*THE PROBLEM:* Which lines of the entries below include "scarf"? List them all.

*DATA SECTION:*
****************
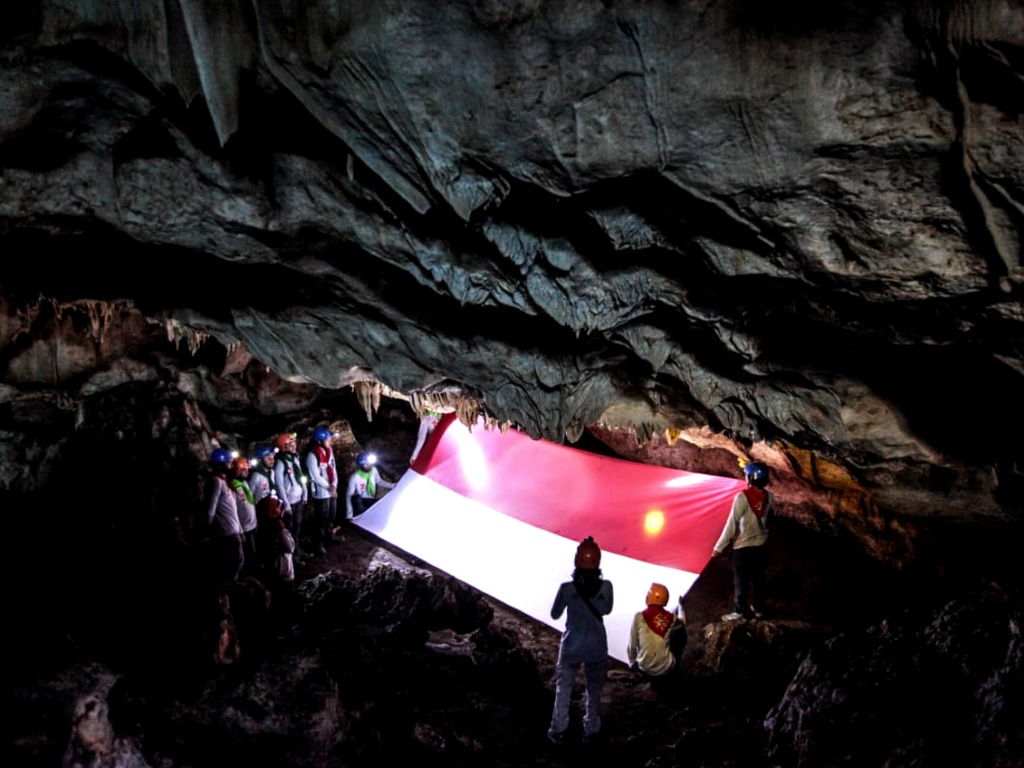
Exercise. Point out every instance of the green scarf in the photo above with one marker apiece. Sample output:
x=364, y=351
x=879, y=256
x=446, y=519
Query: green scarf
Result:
****************
*EXERCISE OUTPUT:*
Exercise. Point out every instance of the green scarf in the photo above with one marker apiece. Sample output:
Query: green scarf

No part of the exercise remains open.